* **What you should do**: Will you extract the entries word for word? Images should not appear in the copy.

* **Records supplied**:
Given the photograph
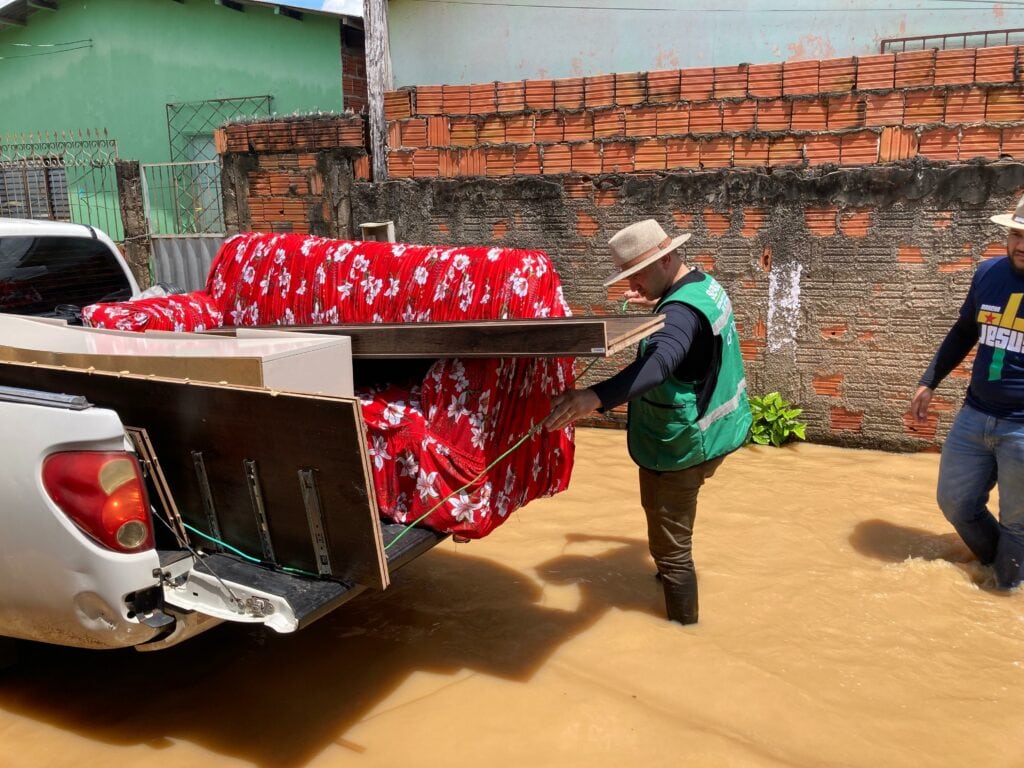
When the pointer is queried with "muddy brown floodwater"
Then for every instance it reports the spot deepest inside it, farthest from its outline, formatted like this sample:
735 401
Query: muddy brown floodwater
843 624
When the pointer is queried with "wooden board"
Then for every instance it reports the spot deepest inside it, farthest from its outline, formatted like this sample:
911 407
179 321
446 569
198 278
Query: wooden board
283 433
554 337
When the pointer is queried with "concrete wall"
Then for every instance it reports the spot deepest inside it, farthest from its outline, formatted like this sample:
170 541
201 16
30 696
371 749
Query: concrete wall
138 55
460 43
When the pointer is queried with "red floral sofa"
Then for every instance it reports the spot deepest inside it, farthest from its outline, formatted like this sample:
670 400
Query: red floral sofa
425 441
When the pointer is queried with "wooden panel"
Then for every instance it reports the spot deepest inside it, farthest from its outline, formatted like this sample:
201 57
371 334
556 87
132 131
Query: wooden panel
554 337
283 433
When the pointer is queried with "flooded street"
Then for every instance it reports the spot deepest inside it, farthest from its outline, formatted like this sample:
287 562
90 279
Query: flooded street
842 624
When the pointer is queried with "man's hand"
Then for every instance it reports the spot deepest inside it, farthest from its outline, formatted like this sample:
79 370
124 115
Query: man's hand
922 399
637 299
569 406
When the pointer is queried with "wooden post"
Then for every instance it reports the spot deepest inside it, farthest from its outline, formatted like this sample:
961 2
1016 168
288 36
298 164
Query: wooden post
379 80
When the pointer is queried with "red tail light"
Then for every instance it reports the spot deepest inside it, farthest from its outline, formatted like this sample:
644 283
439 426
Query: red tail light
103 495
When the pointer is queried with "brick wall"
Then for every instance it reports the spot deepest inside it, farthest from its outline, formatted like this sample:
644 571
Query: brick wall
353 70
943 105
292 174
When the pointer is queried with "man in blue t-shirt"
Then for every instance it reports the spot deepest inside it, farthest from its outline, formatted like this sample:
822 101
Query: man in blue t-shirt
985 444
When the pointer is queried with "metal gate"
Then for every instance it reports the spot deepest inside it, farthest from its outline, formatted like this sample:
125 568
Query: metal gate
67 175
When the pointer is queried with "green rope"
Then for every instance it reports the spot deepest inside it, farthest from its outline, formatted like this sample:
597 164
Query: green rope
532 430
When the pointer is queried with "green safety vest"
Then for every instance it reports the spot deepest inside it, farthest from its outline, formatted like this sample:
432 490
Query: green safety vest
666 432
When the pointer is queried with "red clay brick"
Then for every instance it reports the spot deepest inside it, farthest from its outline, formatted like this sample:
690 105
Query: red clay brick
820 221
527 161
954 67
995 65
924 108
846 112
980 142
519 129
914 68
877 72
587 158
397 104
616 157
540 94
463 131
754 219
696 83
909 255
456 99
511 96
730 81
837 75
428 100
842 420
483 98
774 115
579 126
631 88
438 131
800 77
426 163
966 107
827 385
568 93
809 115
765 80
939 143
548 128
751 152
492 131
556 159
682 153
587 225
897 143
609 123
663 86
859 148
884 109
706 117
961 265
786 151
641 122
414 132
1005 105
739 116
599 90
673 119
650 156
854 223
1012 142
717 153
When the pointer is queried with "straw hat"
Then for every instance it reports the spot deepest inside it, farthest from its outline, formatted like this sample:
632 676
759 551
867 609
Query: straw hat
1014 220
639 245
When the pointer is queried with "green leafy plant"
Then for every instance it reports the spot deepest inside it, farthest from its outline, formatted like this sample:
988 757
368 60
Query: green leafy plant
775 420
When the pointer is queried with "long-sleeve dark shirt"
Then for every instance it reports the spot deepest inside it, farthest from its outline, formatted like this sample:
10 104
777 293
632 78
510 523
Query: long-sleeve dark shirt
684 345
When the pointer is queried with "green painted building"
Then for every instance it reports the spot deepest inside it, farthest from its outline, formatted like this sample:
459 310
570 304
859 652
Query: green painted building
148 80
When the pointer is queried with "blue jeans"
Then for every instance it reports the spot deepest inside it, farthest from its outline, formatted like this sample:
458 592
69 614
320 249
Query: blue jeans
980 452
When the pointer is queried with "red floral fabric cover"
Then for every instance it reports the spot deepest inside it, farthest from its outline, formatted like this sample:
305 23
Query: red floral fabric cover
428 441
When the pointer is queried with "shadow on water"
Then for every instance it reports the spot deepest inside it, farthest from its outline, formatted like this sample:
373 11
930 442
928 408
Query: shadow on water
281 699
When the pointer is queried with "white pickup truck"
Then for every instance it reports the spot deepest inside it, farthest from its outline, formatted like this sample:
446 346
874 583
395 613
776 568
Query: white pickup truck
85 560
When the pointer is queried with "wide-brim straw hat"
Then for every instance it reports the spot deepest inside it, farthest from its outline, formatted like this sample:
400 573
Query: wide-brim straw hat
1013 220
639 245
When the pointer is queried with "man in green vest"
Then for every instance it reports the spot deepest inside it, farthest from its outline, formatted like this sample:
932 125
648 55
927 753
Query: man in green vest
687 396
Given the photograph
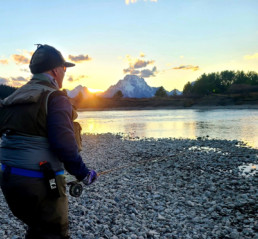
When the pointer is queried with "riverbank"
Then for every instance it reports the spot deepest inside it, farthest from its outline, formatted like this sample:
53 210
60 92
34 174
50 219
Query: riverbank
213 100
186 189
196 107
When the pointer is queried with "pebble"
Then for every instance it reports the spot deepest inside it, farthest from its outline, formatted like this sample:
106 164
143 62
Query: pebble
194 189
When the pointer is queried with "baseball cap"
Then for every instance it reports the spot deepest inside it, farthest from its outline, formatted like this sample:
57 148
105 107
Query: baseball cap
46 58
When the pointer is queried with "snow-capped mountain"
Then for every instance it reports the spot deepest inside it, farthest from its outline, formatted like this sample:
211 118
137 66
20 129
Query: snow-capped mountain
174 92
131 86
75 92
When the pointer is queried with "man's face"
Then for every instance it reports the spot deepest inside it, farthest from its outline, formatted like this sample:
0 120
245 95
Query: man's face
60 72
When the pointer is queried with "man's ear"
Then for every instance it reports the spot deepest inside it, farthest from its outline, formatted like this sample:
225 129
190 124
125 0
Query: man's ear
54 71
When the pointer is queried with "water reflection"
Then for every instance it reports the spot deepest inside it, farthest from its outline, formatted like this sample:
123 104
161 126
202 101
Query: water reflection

* **Solution for this exercise**:
Given the photograph
When the pointer is queried with "muddy brown floodwater"
Then for every instance it reports the spot deepest inside it, farthest from its outline, formatted like this sample:
735 401
Query: muddy brown floodwater
843 624
When the pointer is queried with "wooden board"
Then for every instance it reports the spot deepest inside it, farthest from its outline, formatted like this sample:
911 407
179 321
446 569
198 278
Query: wooden board
283 433
554 337
When the pointer is queried with "concrete wall"
Then for every instance it reports the spot deepest inside it, farthest from its outline, formatted like this sample:
170 541
201 16
30 696
371 749
Query: concrete wall
138 55
460 43
When the pointer is queried with "red floral sofa"
Then for every instance it reports the spot deepest inside it, farthest from its outline, formatted like this sample:
670 400
Query: red floral sofa
425 441
When the pointer is queried with "wooden panel"
Then for every instance it reports the spot deepest inside it, farthest from its outline, formatted like this sample:
201 57
371 334
556 87
132 131
Query: wooden panel
554 337
283 433
When the pointer is queried with "flooded street"
Then for every instance it reports the spot deepest inside it, farthest from its outline, formatted like this sample:
287 562
90 279
Query: flooded street
842 624
When the pointer is queried with "man's hand"
Then for every instance it reports the spot deepest inside it, farthest from its outline, formatted like this sample:
79 370
124 115
Query: man's hand
922 399
637 299
569 406
When the pointer is queried with "wooden post"
Then for every instance it reports the spot deepest inside it, farthest from its outline, formatted like this sample:
961 2
1016 168
288 36
298 164
Query: wooden post
379 80
When the pointer is queried with "red tail light"
Then for every instance it reports the spot deepest inside it, farthest from its outline, formatted like this sample:
644 283
439 426
Query: red tail light
103 495
When the pointer is queried with "brick wall"
Then for every instance it reports the spot deepest inside it, farthest from its outline, formatted like this sample:
644 571
Query: brick wall
353 70
943 105
292 174
When the pointer is queried with "man in blue t-shirt"
Then for every instance it reports the spot deepest inside it, farthest from its outline, formatted like this sample:
822 101
Query: man in blue t-shirt
985 444
When the pointer is queried with "metal gate"
Then for every instance it reports the spot deepest inside it, farthest from its outline, formatted like this sample:
125 568
Query: metal gate
67 175
When the pointer is queried with "green rope"
Then for every instance it reports the spot deepest inside it, farthest from its outline, formatted like this sample:
597 164
Query: green rope
532 430
When the pointer is queried with "green safety vest"
Then for every instance it reports the spot deepest inside it, farthest from its outline, formatted like this sample:
432 490
Query: green safety vest
666 432
When the pointer is queried with "red clay brick"
Then for every instance it reports the spot deepest inside it, farthest from its outline, formatted like this sample:
690 105
Query: red clay brick
820 221
527 161
954 67
995 65
924 108
846 112
980 142
519 129
914 68
877 72
587 158
397 104
616 157
540 94
463 131
754 219
696 83
909 255
456 99
511 96
730 81
837 75
428 100
842 420
483 98
774 115
579 126
631 88
438 131
800 77
426 163
966 107
827 385
568 93
809 115
765 80
939 143
548 128
751 152
492 131
556 159
682 153
587 225
897 143
609 123
663 86
859 148
884 109
706 117
961 265
786 151
641 122
414 132
1005 105
739 116
599 90
673 119
650 156
854 223
1012 142
717 153
When the pointer is queried with "straw hat"
Then for every instance it reports the spot deepest inside it, farthest from its outline, formatted like this sample:
632 676
759 551
867 609
Query: straw hat
1014 220
639 245
When the pointer is queried with "green leafy plant"
Then for every instance it reports the spot deepest inside it, farthest from its outline, formatted like this sample:
988 757
368 60
Query: green leafy plant
775 420
When the pointer is queried with "long-sleeve dark shirt"
Then for every instance it reports the spot deepest inside it, farthest from its outline, formatted like this sample:
10 104
777 293
632 78
510 523
Query: long-sleeve dark shirt
684 345
When the pointer is queried with "green painted building"
Then for every instance it reports the spot deepest inside it, farthest from its outline, formatted like this sample:
459 310
570 304
859 652
Query: green painted building
148 80
When the pointer is queried with "blue jeans"
Then for every instance it reports the spot deepest inside it, farthest from its outline, formatted like this sample:
458 592
69 614
320 249
Query: blue jeans
980 452
When the pointer is queried with "red floral fabric cover"
Then for every instance it reports the spot deepest inside it, farthest from its outline, formatted like this sample:
305 23
Query: red floral fabric cover
428 441
When the pointer is queried with "shadow on water"
Then for every instance it reports the spot deepest inside it, farthest from its outline, formatted like this sample:
373 11
930 442
928 408
Query: shadow on water
281 699
When the pointer is queried with "white pickup truck"
Then for every instance it reports the spot deepest inside it, farthest from its outline, formatted like this sample:
446 346
874 583
395 613
776 568
Query: white pickup truck
85 560
When the pointer is queried with "wide-brim straw hat"
Then for every instance it reports the spot deepest inside it, farthest from its outline, formatted like this sample:
400 573
Query: wide-brim straw hat
1013 220
639 245
When the pointer is queried with "man in green vest"
Then for every instance it reports the spot deepest inside it, farthest from its outline, formatted like this sample:
932 125
648 55
927 753
Query: man in green vest
687 396
Given the photograph
When the pointer is queried with "riverbank"
Then for every instance it reports the spot deepest inside it, farthest from its outline, formatted like this sample:
53 210
60 92
34 174
50 219
Query: riverbank
213 100
186 189
196 107
When the pointer is queried with "pebble"
Then for every instance it reports the spot deepest inside it, farthest from its outline, formatted like this sample:
106 164
143 62
Query: pebble
194 189
When the pointer is queried with "baseball cap"
Then for every instance it reports the spot deepest inside it, farthest from its outline, formatted like this sample:
57 148
105 107
Query: baseball cap
46 58
When the pointer is queried with "snow-capped mountain"
Then for every instance it reports the spot deepest inside it, farthest from its outline, formatted like this sample:
211 118
137 66
20 129
Query: snow-capped mountain
174 92
131 86
75 92
When the pointer is queried with "man's face"
Then for every instance it reports the spot deepest inside it, farthest from its outline, formatted like this sample:
0 120
245 95
Query: man's face
60 72
When the pointer is queried with "man's ear"
Then for every instance it reports the spot deepest inside it, farthest from its outline, formatted like this sample:
225 129
190 124
125 0
Query: man's ear
54 71
When the pointer is queried with "water reflection"
Then for every instance it reports the spot deepest inside it, farthest from its outline, formatted like this sample:
123 104
161 126
202 101
Query: water reflection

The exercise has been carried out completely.